** RECORDS SHOWN follows **
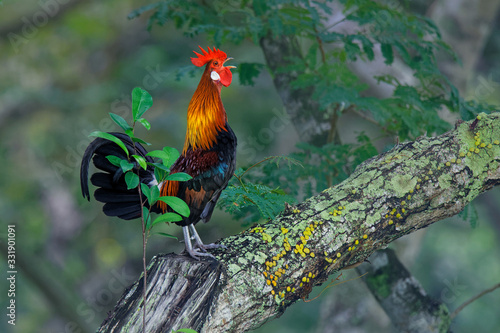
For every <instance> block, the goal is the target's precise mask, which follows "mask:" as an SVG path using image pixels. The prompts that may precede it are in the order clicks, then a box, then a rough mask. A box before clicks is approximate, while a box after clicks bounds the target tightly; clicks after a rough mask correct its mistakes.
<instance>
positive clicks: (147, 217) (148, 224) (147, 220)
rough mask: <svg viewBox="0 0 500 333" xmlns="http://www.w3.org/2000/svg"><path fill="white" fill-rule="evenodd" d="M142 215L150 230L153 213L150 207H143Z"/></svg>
mask: <svg viewBox="0 0 500 333" xmlns="http://www.w3.org/2000/svg"><path fill="white" fill-rule="evenodd" d="M142 216H143V218H144V222H145V223H144V224H145V225H146V230H149V228H151V226H152V225H151V213H150V212H149V209H148V208H147V207H146V206H143V207H142Z"/></svg>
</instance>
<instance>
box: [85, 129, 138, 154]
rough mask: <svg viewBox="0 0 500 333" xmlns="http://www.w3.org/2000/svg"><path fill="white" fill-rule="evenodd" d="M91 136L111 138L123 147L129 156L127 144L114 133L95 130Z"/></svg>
mask: <svg viewBox="0 0 500 333" xmlns="http://www.w3.org/2000/svg"><path fill="white" fill-rule="evenodd" d="M89 136H94V137H97V138H103V139H106V140H109V141H111V142H114V143H116V144H117V145H118V146H119V147H120V148H121V149H123V151H124V152H125V153H126V154H127V156H129V153H128V149H127V147H125V144H124V143H123V142H122V140H120V139H118V138H117V137H116V136H114V135H113V134H110V133H106V132H101V131H94V132H92V133H90V134H89Z"/></svg>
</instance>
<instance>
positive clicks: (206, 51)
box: [191, 46, 227, 67]
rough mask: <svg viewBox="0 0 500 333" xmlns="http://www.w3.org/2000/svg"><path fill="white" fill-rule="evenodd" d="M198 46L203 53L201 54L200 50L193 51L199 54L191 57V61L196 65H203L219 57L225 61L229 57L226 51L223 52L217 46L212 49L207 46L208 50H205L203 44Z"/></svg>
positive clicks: (202, 52) (196, 53) (220, 60)
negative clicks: (196, 55) (193, 56)
mask: <svg viewBox="0 0 500 333" xmlns="http://www.w3.org/2000/svg"><path fill="white" fill-rule="evenodd" d="M198 47H199V48H200V50H201V52H202V53H203V54H199V53H198V52H196V51H193V52H194V53H195V54H196V55H197V56H198V58H191V62H192V63H193V65H195V66H198V67H201V66H203V65H205V64H206V63H207V62H209V61H210V60H212V59H219V60H220V61H224V60H226V58H227V54H226V53H225V52H222V51H221V50H218V49H216V48H215V47H214V48H213V50H210V47H207V49H208V52H207V51H205V50H204V49H203V48H202V47H201V46H198Z"/></svg>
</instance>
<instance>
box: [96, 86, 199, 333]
mask: <svg viewBox="0 0 500 333" xmlns="http://www.w3.org/2000/svg"><path fill="white" fill-rule="evenodd" d="M152 105H153V99H152V97H151V95H150V94H149V93H148V92H147V91H146V90H144V89H142V88H139V87H137V88H134V90H133V91H132V125H129V124H128V122H127V121H126V120H125V119H124V118H123V117H121V116H119V115H117V114H114V113H110V114H109V115H110V117H111V119H112V120H113V121H114V122H115V123H116V124H117V125H118V126H120V127H121V129H122V130H123V131H124V132H125V134H127V135H128V137H129V138H130V140H132V142H137V143H140V144H144V145H149V143H147V142H146V141H144V140H142V139H140V138H138V137H136V136H135V126H136V124H138V123H139V124H141V125H142V126H144V127H145V128H146V129H147V130H149V129H150V128H151V124H150V123H149V121H147V120H146V119H145V118H143V115H144V113H145V112H146V111H147V110H148V109H149V108H150V107H151V106H152ZM90 136H94V137H100V138H104V139H107V140H110V141H112V142H114V143H116V144H117V145H118V146H119V147H120V148H122V149H123V151H124V152H125V153H126V156H127V158H126V159H121V158H119V157H117V156H114V155H109V156H106V158H107V159H108V161H109V162H110V163H112V164H114V165H116V166H118V167H120V168H121V169H122V171H123V173H124V174H125V182H126V184H127V189H129V190H132V189H137V191H138V193H139V197H140V198H142V199H141V223H142V245H143V247H142V249H143V253H142V263H143V280H144V290H143V299H144V306H143V311H144V312H143V330H144V332H146V323H145V318H146V289H147V288H146V286H147V269H146V247H147V242H148V238H149V236H150V232H151V229H152V228H153V226H154V225H156V224H158V223H169V222H177V221H181V220H182V216H185V217H187V216H189V213H190V211H189V206H188V205H187V204H186V203H185V202H184V201H183V200H182V199H180V198H177V197H173V196H160V189H159V188H158V186H151V187H150V186H148V185H147V184H144V183H142V182H141V179H140V176H139V175H140V169H143V170H147V169H148V167H150V168H151V167H152V168H153V170H154V175H155V178H156V180H157V182H158V183H161V182H163V181H165V180H176V181H186V180H189V179H191V176H190V175H188V174H186V173H183V172H179V173H174V174H171V175H170V174H169V173H170V167H171V166H172V164H173V163H174V162H175V161H176V160H177V158H178V157H179V152H178V151H177V149H175V148H172V147H164V148H163V149H161V150H153V151H151V152H149V153H147V154H146V156H150V157H153V158H156V159H157V160H158V162H149V161H146V158H145V157H144V156H141V154H140V153H139V152H138V151H137V147H135V146H134V149H135V150H136V152H135V154H132V155H131V154H130V153H129V151H128V149H127V147H126V146H125V144H124V143H123V141H122V140H121V139H119V138H118V137H116V136H114V135H113V134H111V133H106V132H101V131H96V132H92V133H91V134H90ZM158 201H162V202H164V203H166V204H167V206H168V207H170V208H171V210H173V211H174V212H167V213H164V214H160V215H159V216H157V217H156V218H155V219H154V220H153V219H152V218H151V208H152V207H153V206H154V205H155V204H156V203H157V202H158ZM158 234H160V235H163V236H166V237H170V238H176V237H175V236H173V235H169V234H166V233H158ZM179 332H180V331H179Z"/></svg>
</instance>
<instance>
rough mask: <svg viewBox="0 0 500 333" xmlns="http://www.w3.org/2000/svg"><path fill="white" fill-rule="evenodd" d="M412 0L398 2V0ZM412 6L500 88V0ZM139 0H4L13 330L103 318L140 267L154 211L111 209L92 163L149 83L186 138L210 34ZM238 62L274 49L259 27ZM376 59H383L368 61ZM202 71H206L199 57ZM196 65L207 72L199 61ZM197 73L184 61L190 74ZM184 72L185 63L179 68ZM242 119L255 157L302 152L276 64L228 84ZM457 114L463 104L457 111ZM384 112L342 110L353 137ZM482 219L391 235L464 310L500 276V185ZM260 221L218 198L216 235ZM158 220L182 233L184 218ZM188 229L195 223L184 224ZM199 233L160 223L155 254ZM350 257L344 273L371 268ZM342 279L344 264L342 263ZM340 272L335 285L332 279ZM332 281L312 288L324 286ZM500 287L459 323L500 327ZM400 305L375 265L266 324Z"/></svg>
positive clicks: (233, 126)
mask: <svg viewBox="0 0 500 333" xmlns="http://www.w3.org/2000/svg"><path fill="white" fill-rule="evenodd" d="M396 3H397V1H396ZM405 3H406V5H405V6H407V7H405V8H406V9H405V10H410V11H414V12H417V13H420V14H423V15H427V16H428V17H429V18H431V19H433V20H435V22H436V24H437V25H438V26H439V27H440V29H441V31H442V33H443V39H444V40H445V41H447V42H448V43H450V45H451V46H452V48H454V49H455V51H456V52H457V53H458V55H459V57H460V59H461V61H462V63H461V64H454V63H451V62H449V60H447V59H445V60H443V63H442V64H441V65H440V66H441V68H442V70H443V71H444V72H446V73H447V74H448V75H449V77H450V80H451V81H452V82H453V83H454V84H455V85H456V86H457V87H458V88H459V89H460V91H461V93H462V94H463V95H464V96H467V97H468V98H471V99H476V100H478V101H481V102H488V103H492V104H496V105H498V104H499V103H500V62H499V61H498V59H499V56H500V33H499V32H500V19H499V13H500V12H499V9H500V1H498V0H494V1H493V0H488V1H487V0H483V1H481V0H474V1H473V0H469V1H466V0H456V1H455V0H436V1H428V0H418V1H408V3H409V4H408V3H407V2H405V1H403V4H405ZM145 4H146V3H145V2H144V1H138V0H120V1H118V0H108V1H81V0H49V1H43V0H42V1H39V2H33V1H13V0H3V1H1V5H0V170H1V172H0V187H1V191H0V221H1V224H0V228H1V229H0V247H1V248H2V255H1V257H2V260H1V261H0V262H1V263H2V266H1V267H2V272H1V275H0V276H2V279H1V280H0V295H1V296H0V309H2V310H1V311H0V315H1V317H0V318H1V320H0V331H1V332H9V331H13V332H50V333H52V332H53V333H60V332H61V333H62V332H93V331H95V329H96V328H97V327H98V326H99V324H100V323H101V322H102V320H103V319H104V318H105V317H106V314H107V312H108V311H109V310H111V309H112V308H113V306H114V304H115V302H116V300H117V299H118V298H119V296H120V295H121V294H122V292H123V291H124V289H125V288H126V287H127V286H129V285H130V284H131V283H132V282H133V281H135V279H136V278H137V277H138V276H139V275H140V272H141V268H142V263H141V256H142V243H141V226H140V223H139V222H138V221H121V220H118V219H114V218H108V217H106V216H104V214H102V212H101V205H100V204H99V203H96V202H95V201H93V200H92V202H90V203H89V202H87V201H86V200H84V199H83V198H82V196H81V194H80V184H79V164H80V160H81V156H82V154H83V151H84V149H85V147H86V146H87V144H88V143H89V142H90V139H89V137H88V134H89V133H91V132H92V131H94V130H101V131H111V130H118V128H117V126H115V125H114V124H113V123H112V122H111V120H110V118H109V116H108V112H114V113H118V114H120V115H123V116H126V115H129V113H128V110H129V104H130V92H131V91H132V89H133V88H134V87H136V86H141V87H143V88H145V89H146V90H148V91H149V92H150V93H151V95H152V96H153V100H154V105H153V107H152V109H151V110H149V111H148V113H147V114H146V116H147V118H148V119H149V120H150V122H151V124H152V129H151V130H150V131H149V132H147V131H146V130H140V132H139V136H141V137H143V138H145V139H146V140H147V141H149V142H152V143H153V148H160V147H162V146H164V145H169V146H172V147H176V148H178V149H181V148H182V145H183V140H184V135H185V125H186V119H185V113H186V109H187V105H188V103H189V100H190V98H191V96H192V93H193V92H194V89H195V87H196V85H197V83H198V80H199V75H200V74H201V70H194V66H192V65H191V63H190V61H189V57H191V56H192V51H193V50H196V49H197V47H198V45H202V46H208V45H211V44H210V41H209V40H207V37H206V36H204V35H198V36H194V37H192V36H186V35H184V34H183V32H182V31H180V30H177V29H176V28H175V26H174V25H173V24H166V25H165V26H163V27H157V26H156V27H153V29H151V31H148V30H147V15H146V16H141V17H139V18H135V19H132V20H129V19H127V15H128V14H129V13H130V12H131V11H132V10H134V9H136V8H138V7H140V6H142V5H145ZM220 47H221V49H223V50H224V51H226V52H227V53H228V55H229V56H231V57H233V58H235V60H234V64H236V65H237V64H238V62H245V61H247V62H262V63H264V57H263V54H262V52H261V50H260V49H259V48H258V47H256V46H255V45H254V44H253V43H251V42H243V43H241V44H239V45H221V46H220ZM367 66H376V64H368V65H367ZM193 70H194V71H193ZM191 72H192V73H193V74H194V76H192V75H190V74H186V73H191ZM179 73H181V74H182V73H183V75H179ZM179 76H180V77H179ZM222 98H223V101H224V104H225V107H226V110H227V111H228V116H229V119H230V123H231V126H232V128H233V129H234V131H235V132H236V133H237V135H238V138H239V140H240V142H246V143H247V149H245V151H244V152H240V154H239V155H238V163H239V166H246V165H249V164H251V163H254V162H256V161H258V160H260V159H261V158H263V157H265V156H268V155H272V154H280V155H281V154H285V155H286V154H288V153H290V152H292V151H294V149H295V148H294V147H295V142H296V141H297V134H296V133H295V131H294V129H293V127H292V126H287V127H284V128H283V129H282V130H281V131H276V132H274V133H273V135H272V136H269V135H267V136H262V135H260V136H259V133H260V129H262V128H266V127H269V123H270V121H271V120H272V119H273V117H274V118H275V117H277V114H280V112H281V110H282V104H281V100H280V98H279V96H278V95H277V93H276V92H275V89H274V86H273V83H272V80H271V77H270V75H269V74H267V73H266V72H265V71H263V72H262V73H261V75H260V76H259V77H258V78H257V79H256V84H255V85H254V86H242V85H240V84H239V81H238V77H237V75H235V78H234V80H233V84H232V85H231V87H230V88H226V89H224V90H223V95H222ZM449 120H450V122H453V121H454V119H453V118H450V119H449ZM359 126H366V129H367V130H370V127H369V124H351V123H349V122H348V121H345V123H343V124H342V132H341V133H340V134H341V136H345V137H346V138H348V137H349V133H350V132H352V131H353V130H354V128H359ZM475 207H476V211H477V214H478V219H477V224H476V225H475V226H471V225H470V224H469V223H467V222H465V221H463V220H462V219H460V218H457V217H455V218H450V219H448V220H445V221H442V222H439V223H436V224H435V225H433V226H431V227H429V228H427V229H425V230H422V231H419V232H416V233H413V234H411V235H410V236H407V237H405V238H404V239H401V240H398V241H397V242H395V243H394V244H392V245H391V246H392V247H394V248H395V249H396V250H397V253H398V256H399V257H400V258H401V260H402V261H403V263H404V264H405V265H406V266H407V267H408V269H409V270H410V271H411V272H412V273H413V274H414V276H415V277H416V278H418V279H419V281H420V282H421V283H422V285H423V286H424V288H425V289H426V291H427V292H428V293H429V294H431V295H433V296H434V297H435V298H436V299H439V300H441V301H442V302H445V303H446V304H447V305H448V307H449V309H450V310H451V311H453V310H454V309H456V308H457V307H458V306H459V305H460V304H462V303H463V302H464V301H465V300H467V299H468V298H470V297H472V296H474V295H476V294H477V293H479V292H480V291H482V290H484V289H486V288H487V287H490V286H491V285H493V284H495V283H498V282H499V280H500V245H499V244H500V242H499V239H500V222H499V220H500V191H499V190H498V189H494V190H492V191H490V192H488V193H486V194H483V195H482V196H481V197H480V198H478V199H477V200H476V202H475ZM7 225H15V226H16V268H17V271H18V274H17V281H16V297H15V299H16V305H17V307H16V314H17V318H16V319H17V321H16V326H15V328H14V327H12V326H11V325H8V324H7V320H6V316H5V313H6V307H7V305H8V303H7V302H8V298H7V297H6V294H7V289H8V284H7V281H6V275H7V274H6V271H7V267H6V262H5V255H4V251H5V240H6V237H7ZM246 227H247V226H245V225H242V223H241V222H235V221H234V220H232V219H231V216H229V215H228V214H226V213H224V212H222V211H220V210H217V211H216V212H215V214H214V217H213V218H212V221H211V223H210V224H208V225H203V226H200V228H199V232H200V234H202V235H203V238H204V239H205V240H207V241H215V240H217V239H219V238H221V237H225V236H228V235H231V234H234V233H237V232H239V231H241V230H243V229H244V228H246ZM156 231H158V232H166V233H170V234H174V235H177V236H181V234H180V228H178V227H175V226H173V227H169V226H161V227H158V228H157V229H156ZM181 238H182V237H181ZM182 248H183V245H182V244H179V243H178V242H177V241H175V240H172V239H167V238H164V237H161V236H158V235H152V236H151V238H150V240H149V245H148V258H151V256H153V255H155V254H157V253H165V252H172V251H173V252H179V251H180V250H182ZM355 277H356V274H355V272H350V271H348V272H344V273H343V275H342V277H341V278H340V281H346V280H349V279H351V278H355ZM332 278H334V277H332ZM323 287H324V286H323ZM323 287H318V288H317V289H315V290H314V292H313V294H312V295H311V296H312V297H314V296H315V295H317V294H318V293H319V292H320V291H321V290H322V289H323ZM499 309H500V291H498V290H497V291H495V292H493V293H491V294H489V295H486V296H484V297H483V298H481V299H479V300H478V301H476V302H474V303H473V304H472V305H470V306H468V307H467V308H466V309H465V310H463V311H462V312H461V313H460V315H459V316H458V317H456V319H455V320H454V323H453V326H452V329H453V332H472V331H474V332H495V331H496V329H497V328H498V327H500V316H499V315H498V314H499ZM391 330H392V328H391V326H390V322H389V320H388V318H387V317H386V316H385V314H384V313H383V311H382V310H380V308H379V307H378V305H377V304H376V302H375V300H374V299H373V297H372V296H371V294H370V293H369V291H368V290H367V289H366V288H365V286H364V284H363V283H362V282H361V280H353V281H348V282H346V283H343V284H341V285H338V286H335V287H332V288H329V289H328V290H326V291H325V292H324V293H323V294H322V295H321V296H320V297H318V298H317V299H315V300H314V301H312V302H309V303H304V302H298V303H297V304H295V305H293V306H292V307H291V308H290V309H289V310H288V311H287V312H286V313H285V314H284V315H283V316H282V317H281V318H279V319H275V320H273V321H271V322H269V323H267V324H266V325H265V326H263V327H261V328H260V329H258V330H257V331H258V332H318V333H320V332H321V333H322V332H334V331H335V332H390V331H391Z"/></svg>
** End of RECORDS SHOWN **
- **ASSIGNMENT**
Which lines of the items contain the string "clicks", with case counting? Pull out each of those lines in full.

- **RESPONSE**
For every <instance> block, the goal is the target's precise mask, which follows "mask:" as an SVG path using image pixels. The prompts that may precede it are in the order clicks, then a box, then a rough mask. A box before clicks is approximate, while a box after clicks bounds the target tightly; clicks after a rough mask correct its mistakes.
positive clicks: (147, 217) (148, 224) (147, 220)
positive clicks: (206, 51)
positive clicks: (202, 52) (196, 53) (220, 60)
negative clicks: (196, 55) (193, 56)
positive clicks: (233, 126)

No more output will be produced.